ABOUT THIS TASK:
Beginning with the first line, retype exactly the records below up to and including the line with "Phrase: sky"; pictures do not belong in the copy.
====
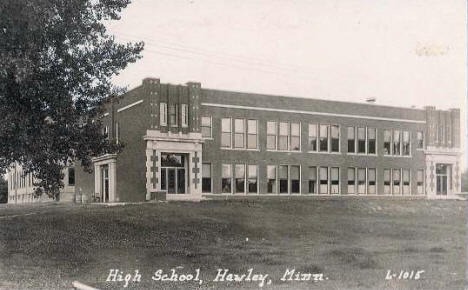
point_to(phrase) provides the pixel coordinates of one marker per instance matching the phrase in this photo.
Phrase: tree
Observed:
(56, 65)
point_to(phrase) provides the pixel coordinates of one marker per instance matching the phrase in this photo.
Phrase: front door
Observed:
(441, 179)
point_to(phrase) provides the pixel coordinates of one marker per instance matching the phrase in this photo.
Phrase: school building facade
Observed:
(187, 142)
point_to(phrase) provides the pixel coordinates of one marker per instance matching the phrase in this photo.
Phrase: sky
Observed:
(401, 52)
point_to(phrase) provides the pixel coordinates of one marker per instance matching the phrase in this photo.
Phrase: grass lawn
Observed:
(353, 242)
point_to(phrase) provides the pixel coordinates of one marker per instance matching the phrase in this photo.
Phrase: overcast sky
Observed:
(401, 52)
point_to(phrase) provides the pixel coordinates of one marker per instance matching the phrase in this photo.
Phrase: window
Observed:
(396, 142)
(387, 142)
(240, 178)
(163, 114)
(335, 138)
(323, 179)
(206, 127)
(371, 180)
(361, 180)
(271, 135)
(184, 115)
(387, 181)
(295, 179)
(312, 179)
(206, 177)
(406, 143)
(361, 140)
(420, 138)
(283, 136)
(313, 137)
(295, 137)
(420, 181)
(226, 178)
(283, 178)
(239, 133)
(252, 179)
(335, 180)
(396, 180)
(226, 133)
(252, 134)
(351, 180)
(351, 140)
(371, 140)
(323, 138)
(271, 176)
(173, 108)
(71, 176)
(406, 181)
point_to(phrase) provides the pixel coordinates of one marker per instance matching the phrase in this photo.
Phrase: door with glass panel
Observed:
(173, 173)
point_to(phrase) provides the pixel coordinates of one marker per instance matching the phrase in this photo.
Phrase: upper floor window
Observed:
(323, 138)
(173, 108)
(351, 140)
(184, 115)
(271, 135)
(226, 132)
(206, 127)
(313, 137)
(371, 140)
(252, 134)
(420, 139)
(239, 133)
(335, 138)
(163, 114)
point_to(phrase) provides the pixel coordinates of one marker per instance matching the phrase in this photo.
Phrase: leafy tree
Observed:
(56, 63)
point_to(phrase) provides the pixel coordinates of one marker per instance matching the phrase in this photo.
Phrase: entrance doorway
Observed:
(173, 173)
(443, 172)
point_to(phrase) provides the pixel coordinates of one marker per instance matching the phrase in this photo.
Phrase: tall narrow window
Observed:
(283, 178)
(396, 180)
(240, 178)
(420, 181)
(420, 137)
(271, 176)
(387, 142)
(334, 180)
(184, 115)
(283, 136)
(313, 137)
(252, 134)
(335, 138)
(163, 114)
(252, 182)
(226, 179)
(239, 133)
(351, 180)
(371, 181)
(173, 108)
(271, 135)
(406, 182)
(226, 132)
(295, 179)
(323, 179)
(323, 138)
(361, 140)
(206, 127)
(295, 137)
(396, 142)
(312, 179)
(387, 181)
(406, 143)
(371, 140)
(361, 180)
(206, 177)
(71, 176)
(351, 140)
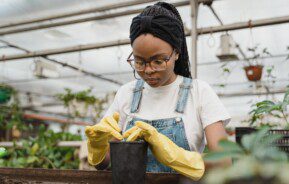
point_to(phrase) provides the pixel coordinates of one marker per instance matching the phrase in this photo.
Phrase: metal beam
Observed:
(246, 93)
(60, 144)
(201, 31)
(64, 77)
(244, 25)
(77, 13)
(243, 60)
(64, 64)
(87, 19)
(80, 20)
(194, 37)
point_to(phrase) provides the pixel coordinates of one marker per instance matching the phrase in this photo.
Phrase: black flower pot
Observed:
(128, 162)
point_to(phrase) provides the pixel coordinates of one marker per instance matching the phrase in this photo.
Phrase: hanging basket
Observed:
(5, 95)
(254, 72)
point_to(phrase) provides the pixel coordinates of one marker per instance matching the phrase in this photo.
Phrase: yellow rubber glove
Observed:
(185, 162)
(99, 136)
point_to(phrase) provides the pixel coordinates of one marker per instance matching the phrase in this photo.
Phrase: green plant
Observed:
(256, 158)
(43, 152)
(72, 101)
(255, 53)
(11, 115)
(6, 92)
(267, 107)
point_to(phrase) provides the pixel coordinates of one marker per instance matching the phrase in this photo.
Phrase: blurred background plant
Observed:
(81, 104)
(255, 160)
(42, 152)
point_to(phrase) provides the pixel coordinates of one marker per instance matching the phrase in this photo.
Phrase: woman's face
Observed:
(147, 46)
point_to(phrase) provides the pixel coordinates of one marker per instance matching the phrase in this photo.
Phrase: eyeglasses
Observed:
(158, 63)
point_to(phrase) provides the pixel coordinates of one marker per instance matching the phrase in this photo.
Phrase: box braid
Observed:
(182, 65)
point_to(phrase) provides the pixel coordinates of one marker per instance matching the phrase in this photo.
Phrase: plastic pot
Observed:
(128, 162)
(254, 72)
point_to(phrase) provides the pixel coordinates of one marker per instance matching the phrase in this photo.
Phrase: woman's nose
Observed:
(148, 69)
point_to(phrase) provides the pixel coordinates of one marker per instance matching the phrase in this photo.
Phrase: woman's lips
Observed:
(152, 81)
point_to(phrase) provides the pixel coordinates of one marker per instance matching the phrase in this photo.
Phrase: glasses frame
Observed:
(167, 59)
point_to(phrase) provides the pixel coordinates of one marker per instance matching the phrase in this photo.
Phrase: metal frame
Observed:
(194, 32)
(200, 31)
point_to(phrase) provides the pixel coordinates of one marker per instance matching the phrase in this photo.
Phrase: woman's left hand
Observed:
(188, 163)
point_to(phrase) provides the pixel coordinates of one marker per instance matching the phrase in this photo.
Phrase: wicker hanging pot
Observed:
(254, 72)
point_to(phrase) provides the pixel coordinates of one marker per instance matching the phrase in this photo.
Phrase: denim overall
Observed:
(173, 128)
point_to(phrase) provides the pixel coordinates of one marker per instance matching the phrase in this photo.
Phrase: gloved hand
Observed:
(99, 136)
(185, 162)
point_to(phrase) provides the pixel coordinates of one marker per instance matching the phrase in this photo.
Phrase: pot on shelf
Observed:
(254, 72)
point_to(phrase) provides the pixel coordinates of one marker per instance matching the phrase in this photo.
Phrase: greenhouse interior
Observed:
(144, 91)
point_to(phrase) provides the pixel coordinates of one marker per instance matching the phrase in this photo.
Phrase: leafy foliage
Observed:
(72, 100)
(43, 152)
(276, 109)
(255, 158)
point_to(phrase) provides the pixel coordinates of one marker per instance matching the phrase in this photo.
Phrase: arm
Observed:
(214, 133)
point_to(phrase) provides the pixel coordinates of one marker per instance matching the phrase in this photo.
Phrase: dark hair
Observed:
(182, 65)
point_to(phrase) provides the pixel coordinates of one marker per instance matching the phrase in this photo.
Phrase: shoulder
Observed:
(126, 88)
(200, 85)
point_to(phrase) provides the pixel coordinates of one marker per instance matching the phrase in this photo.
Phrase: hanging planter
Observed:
(254, 72)
(5, 93)
(254, 69)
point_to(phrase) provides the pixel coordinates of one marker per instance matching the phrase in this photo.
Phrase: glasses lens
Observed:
(158, 65)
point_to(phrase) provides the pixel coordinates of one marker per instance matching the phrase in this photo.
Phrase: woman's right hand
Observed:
(99, 136)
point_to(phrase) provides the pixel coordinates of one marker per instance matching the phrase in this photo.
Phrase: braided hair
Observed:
(164, 21)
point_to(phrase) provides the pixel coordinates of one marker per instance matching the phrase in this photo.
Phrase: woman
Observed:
(168, 109)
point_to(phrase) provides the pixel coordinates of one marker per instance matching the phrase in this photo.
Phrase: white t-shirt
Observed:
(202, 109)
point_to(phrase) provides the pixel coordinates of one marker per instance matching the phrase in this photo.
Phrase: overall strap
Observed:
(183, 94)
(137, 93)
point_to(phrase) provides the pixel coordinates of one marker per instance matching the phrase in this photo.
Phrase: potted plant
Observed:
(268, 111)
(80, 103)
(6, 93)
(254, 161)
(254, 68)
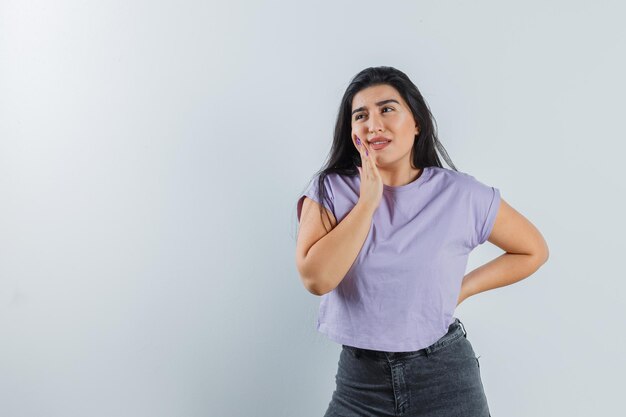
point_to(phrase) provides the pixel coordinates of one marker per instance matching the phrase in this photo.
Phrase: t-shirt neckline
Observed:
(413, 184)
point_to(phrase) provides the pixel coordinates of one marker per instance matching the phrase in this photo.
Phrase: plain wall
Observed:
(152, 153)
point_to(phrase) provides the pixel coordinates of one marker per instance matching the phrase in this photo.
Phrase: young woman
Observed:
(385, 233)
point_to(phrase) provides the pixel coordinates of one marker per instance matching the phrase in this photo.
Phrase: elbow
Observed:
(314, 287)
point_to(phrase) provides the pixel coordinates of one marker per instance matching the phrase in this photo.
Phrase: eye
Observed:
(386, 107)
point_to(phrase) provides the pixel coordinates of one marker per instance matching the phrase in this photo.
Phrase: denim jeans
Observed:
(441, 380)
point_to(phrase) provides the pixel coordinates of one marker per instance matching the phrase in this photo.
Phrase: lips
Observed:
(378, 139)
(379, 146)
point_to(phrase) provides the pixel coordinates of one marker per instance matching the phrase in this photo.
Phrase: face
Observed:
(380, 111)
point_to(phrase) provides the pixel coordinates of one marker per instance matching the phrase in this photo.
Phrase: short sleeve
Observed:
(311, 192)
(484, 204)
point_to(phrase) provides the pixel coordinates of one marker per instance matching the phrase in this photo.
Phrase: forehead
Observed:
(370, 95)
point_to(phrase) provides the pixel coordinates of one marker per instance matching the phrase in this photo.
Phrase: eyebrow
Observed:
(380, 103)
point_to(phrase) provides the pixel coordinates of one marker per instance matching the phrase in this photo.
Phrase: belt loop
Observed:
(463, 327)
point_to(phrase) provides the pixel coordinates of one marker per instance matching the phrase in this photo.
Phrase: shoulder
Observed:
(451, 177)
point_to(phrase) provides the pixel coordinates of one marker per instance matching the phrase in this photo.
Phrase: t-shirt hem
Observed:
(346, 340)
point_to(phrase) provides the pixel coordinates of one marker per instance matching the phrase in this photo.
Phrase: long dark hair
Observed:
(344, 158)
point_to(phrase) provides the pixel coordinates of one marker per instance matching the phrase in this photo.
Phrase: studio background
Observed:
(151, 157)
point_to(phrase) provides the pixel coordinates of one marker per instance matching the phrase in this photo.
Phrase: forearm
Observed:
(330, 258)
(504, 270)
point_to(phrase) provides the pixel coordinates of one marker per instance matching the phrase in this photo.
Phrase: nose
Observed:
(376, 123)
====
ANSWER SECTION:
point_to(phrase) provides the pixel coordinates of one marker per instance matching the phrase in this photo.
Phrase: tree
Observed:
(56, 65)
point_to(phrase) provides the pixel coordinates of one marker per instance matching the phrase in this photo.
Phrase: front door
Observed:
(441, 179)
point_to(phrase) provides the pixel coordinates of one marker per instance matching the phrase in this photo.
Phrase: school building facade
Observed:
(187, 142)
point_to(phrase) provides the pixel coordinates of one marker per instance matching the phrase in this photo.
Phrase: sky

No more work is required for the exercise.